• **TEXT PASSAGE**

After treatment, cells were washed three times with PBS and collected in RIPA buffer for 30 min. The protein concentration was determined by using the BCA protein assay kit. After electrophoresis, the proteins were transferred to the polyvinylidene fluoride (PVDF) membrane (Millipore, Mass., USA). At a temperature of 4°C, we incubated the PVDF membrane with the following primary antibodies overnight: primary antibodies against GAPDH (AB0037, Abways Technology, 1 : 5000), p-P38 MAPK (9211, CST, 1 : 1000), P38 MAPK (9212, CST, 1 : 1000), p-JNK (9255, CST, 1 : 1000), JNK (9252, CST, 1 : 1000), p-ERK1/2 (8544, CST, 1 : 1000), ERK1/2 (4695, CST, 1 : 1000), p-NF-κB (3033, CST, 1 : 1000), NF-κB (8242, CST, 1 : 1000), Bax (2772, CST, 1 : 1000), Bcl-2 (3498, CST, 1 : 1000), and caspase-3 (9662, CST, 1 : 1000). Membranes were visualized using a chemiluminescence analyzer (Bio-Rad, USA). The relative density of the protein bands were analyzed by Quantity One software. The densitometry values were normalized by using GAPDH.

• **DATA PROVIDED**

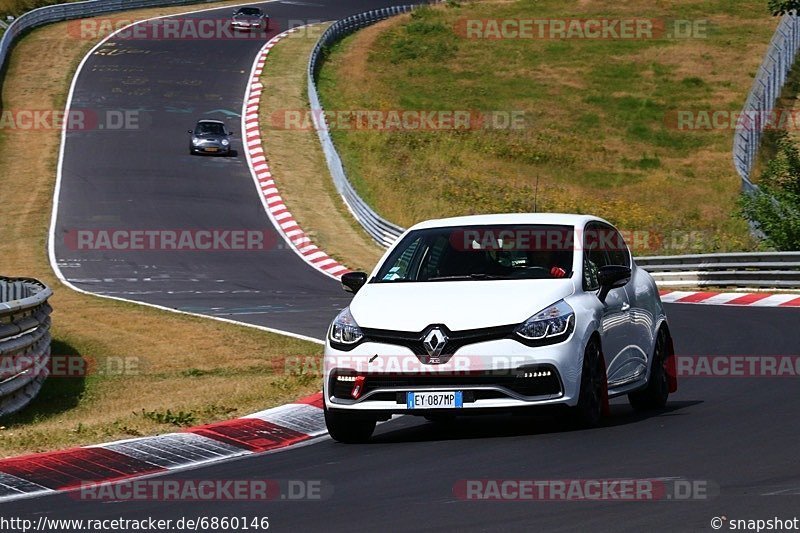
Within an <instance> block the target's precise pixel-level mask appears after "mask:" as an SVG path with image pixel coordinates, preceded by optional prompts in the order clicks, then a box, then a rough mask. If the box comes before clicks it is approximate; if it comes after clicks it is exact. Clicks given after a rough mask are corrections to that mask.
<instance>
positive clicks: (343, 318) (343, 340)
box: [329, 307, 364, 345]
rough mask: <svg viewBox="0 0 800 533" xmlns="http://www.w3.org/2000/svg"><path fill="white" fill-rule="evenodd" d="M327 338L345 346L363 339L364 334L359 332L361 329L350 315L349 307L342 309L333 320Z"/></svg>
mask: <svg viewBox="0 0 800 533" xmlns="http://www.w3.org/2000/svg"><path fill="white" fill-rule="evenodd" d="M329 336H330V340H331V342H333V343H338V344H347V345H350V344H355V343H357V342H358V341H360V340H361V339H362V338H364V333H362V332H361V328H359V327H358V324H356V321H355V319H354V318H353V315H351V314H350V308H349V307H345V308H344V309H342V310H341V312H340V313H339V314H338V315H336V318H334V319H333V323H331V329H330V334H329Z"/></svg>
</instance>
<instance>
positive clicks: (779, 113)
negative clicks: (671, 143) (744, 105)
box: [664, 108, 800, 131]
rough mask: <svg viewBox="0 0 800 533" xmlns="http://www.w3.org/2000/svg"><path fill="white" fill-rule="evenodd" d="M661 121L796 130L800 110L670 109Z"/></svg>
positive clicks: (737, 127) (795, 109)
mask: <svg viewBox="0 0 800 533" xmlns="http://www.w3.org/2000/svg"><path fill="white" fill-rule="evenodd" d="M664 124H665V125H666V126H667V127H668V128H670V129H673V130H678V131H714V130H725V131H754V130H761V129H765V130H777V131H797V130H800V110H797V109H783V108H779V109H773V110H772V111H751V110H746V111H731V110H727V109H699V110H690V109H683V110H674V111H670V112H669V113H667V114H666V115H665V116H664Z"/></svg>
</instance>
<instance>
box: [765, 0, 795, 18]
mask: <svg viewBox="0 0 800 533" xmlns="http://www.w3.org/2000/svg"><path fill="white" fill-rule="evenodd" d="M767 6H768V7H769V10H770V12H771V13H772V15H773V16H778V15H784V14H786V13H788V12H789V11H794V10H797V9H800V0H768V2H767Z"/></svg>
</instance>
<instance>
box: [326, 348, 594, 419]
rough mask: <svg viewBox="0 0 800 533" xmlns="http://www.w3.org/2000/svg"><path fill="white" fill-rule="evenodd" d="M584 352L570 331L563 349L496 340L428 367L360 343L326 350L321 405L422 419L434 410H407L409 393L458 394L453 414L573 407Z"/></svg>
mask: <svg viewBox="0 0 800 533" xmlns="http://www.w3.org/2000/svg"><path fill="white" fill-rule="evenodd" d="M583 349H584V346H583V342H582V340H581V339H580V338H579V337H578V336H577V335H575V332H573V333H572V334H571V336H570V337H569V338H568V339H567V340H565V341H563V342H560V343H558V344H553V345H549V346H540V347H530V346H526V345H524V344H522V343H520V342H517V341H515V340H513V339H498V340H492V341H488V342H481V343H476V344H470V345H467V346H464V347H462V348H461V349H459V350H456V352H455V354H454V355H453V356H452V358H450V360H449V361H447V362H446V363H444V364H436V365H430V364H423V363H422V362H420V360H419V358H417V356H416V355H414V352H413V351H412V350H410V349H409V348H406V347H402V346H395V345H388V344H381V343H376V342H364V343H362V344H360V345H358V346H356V347H355V348H353V349H352V350H351V351H340V350H336V349H334V348H333V347H331V346H330V343H327V344H326V347H325V372H324V376H325V379H324V383H323V391H324V397H325V403H326V407H327V408H328V409H337V410H338V409H341V410H348V411H369V412H374V413H375V414H420V415H425V414H431V413H433V412H439V411H440V410H439V409H413V408H412V409H409V408H408V407H407V404H406V394H407V393H408V392H433V391H462V392H463V398H464V401H463V406H462V407H460V408H458V409H453V411H456V412H462V413H467V412H473V411H475V410H493V411H502V410H515V409H517V408H526V407H535V406H554V405H568V406H574V405H575V404H576V403H577V397H578V391H579V385H580V375H581V371H580V369H581V365H582V356H583ZM340 376H346V377H345V380H340V379H339V378H340ZM359 376H361V379H360V381H359V384H360V387H361V388H360V390H359V394H358V397H357V398H354V397H352V394H351V393H352V387H353V384H354V383H355V381H354V380H355V379H358V377H359ZM348 387H350V390H348Z"/></svg>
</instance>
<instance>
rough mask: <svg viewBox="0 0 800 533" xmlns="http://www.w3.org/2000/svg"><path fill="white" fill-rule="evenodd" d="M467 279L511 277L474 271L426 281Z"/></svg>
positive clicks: (485, 278) (496, 278) (442, 277)
mask: <svg viewBox="0 0 800 533" xmlns="http://www.w3.org/2000/svg"><path fill="white" fill-rule="evenodd" d="M467 279H511V278H509V277H508V276H498V275H494V274H484V273H483V272H474V273H472V274H464V275H458V276H436V277H433V278H428V279H427V280H426V281H458V280H467Z"/></svg>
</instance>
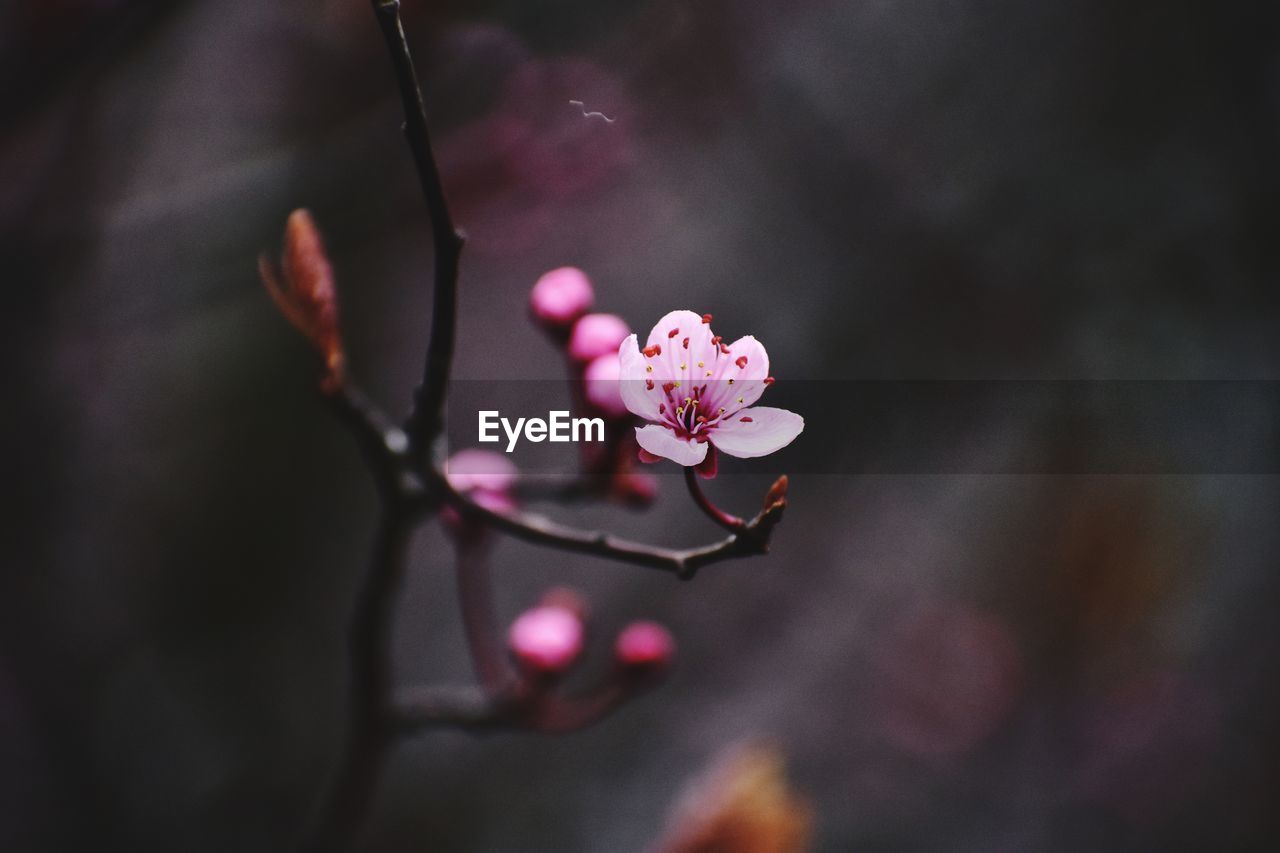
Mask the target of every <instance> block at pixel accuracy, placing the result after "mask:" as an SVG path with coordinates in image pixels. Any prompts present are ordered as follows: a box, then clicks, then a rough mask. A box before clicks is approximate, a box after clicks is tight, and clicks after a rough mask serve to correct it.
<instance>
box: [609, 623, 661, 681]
mask: <svg viewBox="0 0 1280 853" xmlns="http://www.w3.org/2000/svg"><path fill="white" fill-rule="evenodd" d="M675 654H676V640H675V639H672V637H671V631H668V630H667V629H666V628H663V626H662V625H659V624H658V622H648V621H641V622H631V624H630V625H627V626H626V628H625V629H622V633H621V634H618V639H617V642H616V643H614V646H613V656H614V658H616V660H617V662H618V663H621V665H622V666H623V667H626V669H627V670H631V671H636V672H660V671H663V670H666V669H667V667H668V666H671V661H672V658H673V657H675Z"/></svg>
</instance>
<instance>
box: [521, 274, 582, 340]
mask: <svg viewBox="0 0 1280 853" xmlns="http://www.w3.org/2000/svg"><path fill="white" fill-rule="evenodd" d="M594 301H595V292H594V291H593V289H591V280H590V279H589V278H588V277H586V273H584V272H582V270H580V269H577V268H576V266H561V268H559V269H553V270H552V272H549V273H545V274H544V275H543V277H541V278H539V279H538V282H536V283H535V284H534V289H532V292H530V295H529V306H530V309H531V310H532V313H534V316H535V318H538V319H539V320H541V321H543V323H545V324H548V325H552V327H567V325H570V324H571V323H572V321H573V320H576V319H577V318H580V316H582V314H585V313H586V311H588V309H590V307H591V304H593V302H594Z"/></svg>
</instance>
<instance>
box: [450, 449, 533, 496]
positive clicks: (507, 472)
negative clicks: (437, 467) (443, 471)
mask: <svg viewBox="0 0 1280 853" xmlns="http://www.w3.org/2000/svg"><path fill="white" fill-rule="evenodd" d="M444 476H445V479H448V480H449V485H452V487H453V488H454V489H456V491H457V492H461V493H463V494H466V493H467V492H471V491H472V489H484V491H486V492H504V491H507V489H509V488H511V487H512V485H515V484H516V478H517V476H518V470H517V469H516V465H515V464H513V462H512V461H511V460H509V459H508V457H507V456H506V455H504V453H495V452H494V451H485V450H479V448H467V450H461V451H458V452H457V453H454V455H453V456H451V457H449V459H448V460H447V461H445V462H444Z"/></svg>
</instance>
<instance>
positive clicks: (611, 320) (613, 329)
mask: <svg viewBox="0 0 1280 853" xmlns="http://www.w3.org/2000/svg"><path fill="white" fill-rule="evenodd" d="M630 333H631V329H628V328H627V324H626V321H625V320H623V319H622V318H621V316H618V315H616V314H588V315H585V316H582V318H581V319H580V320H579V321H577V323H575V324H573V332H572V333H571V334H570V338H568V353H570V355H571V356H573V359H576V360H577V361H590V360H591V359H599V357H600V356H602V355H613V353H614V352H617V351H618V346H620V345H621V343H622V342H623V341H625V339H626V337H627V334H630Z"/></svg>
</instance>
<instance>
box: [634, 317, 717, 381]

• **ACTIONS TO TAKE**
a. In the protein-analysis passage, what dilution was used for the antibody against GAPDH?
b. Write the next few sentences of the protein-analysis passage, picking up after its last sentence.

• **OUTPUTS FOR THE TASKS**
a. 1 : 5000

b.
2.9. Lipidomics Profiling

After treatment, cells were collected. Lipids were extracted from cells using a modified Bligh and Dyer’s extraction procedure (double rounds of extraction) and dried in the SpeedVac under the OH mode prior to analysis, and lipid extracts were resuspended in chloroform: methanol 1 : 1 (v/v) spiked with appropriate internal standards. All lipidomic analyses were carried out on an Agilent 1290 UPLC system coupled with a Sciex QTRAP 6500 PLUS system as described previously [23, 24]. Polar lipids were separated on a Phenomenex Luna Silica 3 μm column (i.d. 150 × 2.0 mm) under the following chromatographic conditions: mobile phase A (chloroform: methanol: ammonium hydroxide, 89.5 : 10 : 0.5) and mobile phase B (chloroform: methanol: ammonium hydroxide: water, 55 : 39 : 0.5 : 5.5) at a flow rate of 300 μL/min and column oven temperature at 30°C. Individual polar lipid species were quantified by referencing to spiked internal standards including SM-d18 : 1/12 : 0, Cer d18 : 1-d7/15 : 0, GluCer-d18 : 1/8 : 0, and d3-LacCer-d18 : 1/16 : 0 obtained from Avanti Polar Lipids (Alabaster, AL, USA).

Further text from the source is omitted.